PROBLEM TO WORK ON:
Reproduce the passage of the wine-tasting post starting at "Now you know why they're" and ending at "tannin and body.", swapping "red wines" for "white wines".

PAGE EXCERPT:
_ _ _ _
Posts Tagged ‘sophisticated’

Posh!

Sorry, I’ve just always fancied beginning a statement that way. Though it’s less of an introduction and more of an exclamation. It’s how I imagine rich folk would swear. You know, if they ran out of monocle cleaner at the worst possible time. I like to think that in extreme cases, they just straight up vomit live pheasants into stovepipe hats.

Now you know why they're so deep...

Now you know why they’re so deep…

I would like to say I’m somewhat couth and cultured. It’s just I don’t have the financial backing to prove it. And my twirly cane has fallen into a river. A river of homeless people. So I’m going to make amends the only way I know how: with alcohol. So for your reading pleasure, I have taken on the task of tasting and analysing some expensive red wines from around the world. Or at least opposite the Cheese Strings in your local Waitrose (probably)…

Château Ducru Beaucaillou, 2007, St Julien

Price: £79

The Wine Society says:

Bruno Borie made a stunning success of the challenging 2007 vintage and this was a standout wine at the primeur tastings. 90% Cabernet Sauvignon, 10% Merlot, with top-quality press wine adding tannin and body.
_ _ _ _
Labeling and segmentation records:
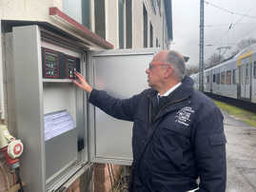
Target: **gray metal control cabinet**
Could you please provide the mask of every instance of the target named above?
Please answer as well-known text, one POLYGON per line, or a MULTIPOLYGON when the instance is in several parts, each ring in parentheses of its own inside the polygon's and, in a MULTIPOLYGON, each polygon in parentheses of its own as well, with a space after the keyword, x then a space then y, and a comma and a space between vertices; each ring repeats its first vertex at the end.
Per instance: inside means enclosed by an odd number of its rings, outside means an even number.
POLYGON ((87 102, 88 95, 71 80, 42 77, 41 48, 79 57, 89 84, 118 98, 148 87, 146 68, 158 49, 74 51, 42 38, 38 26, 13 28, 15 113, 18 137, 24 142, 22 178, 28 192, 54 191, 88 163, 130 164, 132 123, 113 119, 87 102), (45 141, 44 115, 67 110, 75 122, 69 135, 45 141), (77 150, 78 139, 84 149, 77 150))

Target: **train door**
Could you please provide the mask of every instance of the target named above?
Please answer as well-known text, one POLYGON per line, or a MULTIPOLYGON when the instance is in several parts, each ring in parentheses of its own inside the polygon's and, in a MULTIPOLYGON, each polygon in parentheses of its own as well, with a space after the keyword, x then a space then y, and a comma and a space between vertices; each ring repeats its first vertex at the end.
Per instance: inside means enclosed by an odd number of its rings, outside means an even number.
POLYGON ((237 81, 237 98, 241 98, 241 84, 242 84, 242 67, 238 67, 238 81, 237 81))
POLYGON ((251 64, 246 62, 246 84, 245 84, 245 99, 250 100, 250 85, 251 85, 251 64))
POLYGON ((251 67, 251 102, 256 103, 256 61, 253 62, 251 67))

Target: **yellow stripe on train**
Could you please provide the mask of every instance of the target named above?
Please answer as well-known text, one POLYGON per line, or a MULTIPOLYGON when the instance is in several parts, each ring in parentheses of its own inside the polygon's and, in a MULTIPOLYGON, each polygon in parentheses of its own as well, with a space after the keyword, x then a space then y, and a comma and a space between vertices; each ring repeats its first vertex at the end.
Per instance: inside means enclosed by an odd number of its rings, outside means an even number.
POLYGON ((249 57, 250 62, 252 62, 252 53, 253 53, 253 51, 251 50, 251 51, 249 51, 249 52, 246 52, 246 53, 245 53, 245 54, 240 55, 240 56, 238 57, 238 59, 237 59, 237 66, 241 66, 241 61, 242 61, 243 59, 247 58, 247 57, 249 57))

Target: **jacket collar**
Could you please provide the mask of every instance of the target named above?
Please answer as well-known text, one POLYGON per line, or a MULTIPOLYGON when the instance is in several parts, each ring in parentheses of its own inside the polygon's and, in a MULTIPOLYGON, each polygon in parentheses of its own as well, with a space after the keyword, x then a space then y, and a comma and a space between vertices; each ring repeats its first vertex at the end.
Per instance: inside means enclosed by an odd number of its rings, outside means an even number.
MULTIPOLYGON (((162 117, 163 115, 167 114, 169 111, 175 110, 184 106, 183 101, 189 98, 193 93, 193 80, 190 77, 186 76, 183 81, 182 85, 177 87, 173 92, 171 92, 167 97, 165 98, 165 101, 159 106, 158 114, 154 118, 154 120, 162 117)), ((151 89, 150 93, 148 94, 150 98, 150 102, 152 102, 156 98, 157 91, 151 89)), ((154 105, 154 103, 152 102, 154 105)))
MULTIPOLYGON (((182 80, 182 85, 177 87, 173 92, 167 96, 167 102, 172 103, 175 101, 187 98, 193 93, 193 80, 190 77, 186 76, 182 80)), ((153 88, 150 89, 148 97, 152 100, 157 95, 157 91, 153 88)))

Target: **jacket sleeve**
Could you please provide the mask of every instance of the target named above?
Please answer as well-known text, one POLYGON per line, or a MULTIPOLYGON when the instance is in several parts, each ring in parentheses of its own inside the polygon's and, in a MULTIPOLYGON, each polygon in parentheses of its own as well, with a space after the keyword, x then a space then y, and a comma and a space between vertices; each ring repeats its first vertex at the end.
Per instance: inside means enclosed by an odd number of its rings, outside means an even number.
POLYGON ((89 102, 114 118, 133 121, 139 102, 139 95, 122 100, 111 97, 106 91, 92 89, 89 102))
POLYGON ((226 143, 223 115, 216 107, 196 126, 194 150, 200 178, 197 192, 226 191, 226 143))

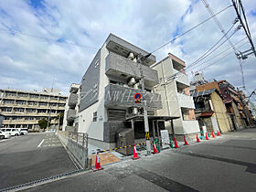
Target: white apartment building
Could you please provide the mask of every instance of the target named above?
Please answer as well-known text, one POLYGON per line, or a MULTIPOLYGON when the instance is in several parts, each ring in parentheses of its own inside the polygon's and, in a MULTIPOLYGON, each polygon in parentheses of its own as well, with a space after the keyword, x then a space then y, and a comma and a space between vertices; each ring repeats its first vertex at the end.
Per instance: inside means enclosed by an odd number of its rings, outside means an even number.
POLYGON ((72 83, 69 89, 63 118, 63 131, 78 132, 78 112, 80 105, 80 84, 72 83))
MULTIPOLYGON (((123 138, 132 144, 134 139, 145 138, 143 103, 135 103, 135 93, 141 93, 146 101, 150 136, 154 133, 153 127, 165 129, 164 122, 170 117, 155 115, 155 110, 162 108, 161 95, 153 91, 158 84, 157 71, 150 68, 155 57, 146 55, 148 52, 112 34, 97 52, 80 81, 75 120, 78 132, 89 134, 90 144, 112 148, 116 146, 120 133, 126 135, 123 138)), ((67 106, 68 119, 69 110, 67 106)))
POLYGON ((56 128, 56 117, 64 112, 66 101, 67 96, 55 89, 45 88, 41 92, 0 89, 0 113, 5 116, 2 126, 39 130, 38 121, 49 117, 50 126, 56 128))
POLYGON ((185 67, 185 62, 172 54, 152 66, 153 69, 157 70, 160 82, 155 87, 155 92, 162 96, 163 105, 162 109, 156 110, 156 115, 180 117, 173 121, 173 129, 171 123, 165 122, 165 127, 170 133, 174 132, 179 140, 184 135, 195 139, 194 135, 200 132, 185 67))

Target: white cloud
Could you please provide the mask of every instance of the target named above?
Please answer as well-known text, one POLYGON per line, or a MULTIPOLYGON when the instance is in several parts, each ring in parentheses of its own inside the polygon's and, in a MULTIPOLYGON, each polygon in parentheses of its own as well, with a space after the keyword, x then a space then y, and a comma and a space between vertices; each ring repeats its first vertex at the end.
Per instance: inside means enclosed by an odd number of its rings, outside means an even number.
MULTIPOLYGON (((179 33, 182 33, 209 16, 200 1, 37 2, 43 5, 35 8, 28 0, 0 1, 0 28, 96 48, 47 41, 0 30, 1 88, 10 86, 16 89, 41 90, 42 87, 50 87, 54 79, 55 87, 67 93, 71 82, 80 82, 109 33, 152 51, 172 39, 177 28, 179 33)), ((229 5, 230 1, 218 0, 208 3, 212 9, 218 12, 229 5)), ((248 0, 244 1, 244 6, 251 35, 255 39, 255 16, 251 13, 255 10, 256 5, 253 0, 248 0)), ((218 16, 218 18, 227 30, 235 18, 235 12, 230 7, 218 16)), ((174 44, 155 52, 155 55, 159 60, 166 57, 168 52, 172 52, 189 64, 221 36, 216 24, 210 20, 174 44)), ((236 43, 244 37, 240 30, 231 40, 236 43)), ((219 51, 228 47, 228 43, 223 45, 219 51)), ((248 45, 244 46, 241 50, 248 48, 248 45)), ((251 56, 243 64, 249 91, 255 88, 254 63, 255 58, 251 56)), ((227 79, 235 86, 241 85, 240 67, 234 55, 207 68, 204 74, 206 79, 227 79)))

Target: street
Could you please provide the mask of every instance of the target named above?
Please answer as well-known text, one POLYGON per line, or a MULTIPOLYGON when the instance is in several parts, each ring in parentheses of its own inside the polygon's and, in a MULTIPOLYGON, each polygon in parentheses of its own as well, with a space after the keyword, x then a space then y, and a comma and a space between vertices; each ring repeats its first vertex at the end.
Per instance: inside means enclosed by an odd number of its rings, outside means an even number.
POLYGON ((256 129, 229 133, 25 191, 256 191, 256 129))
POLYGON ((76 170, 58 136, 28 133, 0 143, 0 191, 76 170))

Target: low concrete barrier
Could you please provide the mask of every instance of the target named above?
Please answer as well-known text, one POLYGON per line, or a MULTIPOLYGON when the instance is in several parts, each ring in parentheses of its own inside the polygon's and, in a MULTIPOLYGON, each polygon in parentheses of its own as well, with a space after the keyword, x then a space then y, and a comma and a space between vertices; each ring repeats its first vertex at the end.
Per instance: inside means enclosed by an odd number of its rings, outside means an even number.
_ _ _ _
WRITTEN REPLY:
Now you know why they're so deep...

Now you know why they’re so deep…

I would like to say I’m somewhat couth and cultured. It’s just I don’t have the financial backing to prove it. And my twirly cane has fallen into a river. A river of homeless people. So I’m going to make amends the only way I know how: with alcohol. So for your reading pleasure, I have taken on the task of tasting and analysing some expensive white wines from around the world. Or at least opposite the Cheese Strings in your local Waitrose (probably)…

Château Ducru Beaucaillou, 2007, St Julien

Price: £79

The Wine Society says:

Bruno Borie made a stunning success of the challenging 2007 vintage and this was a standout wine at the primeur tastings. 90% Cabernet Sauvignon, 10% Merlot, with top-quality press wine adding tannin and body.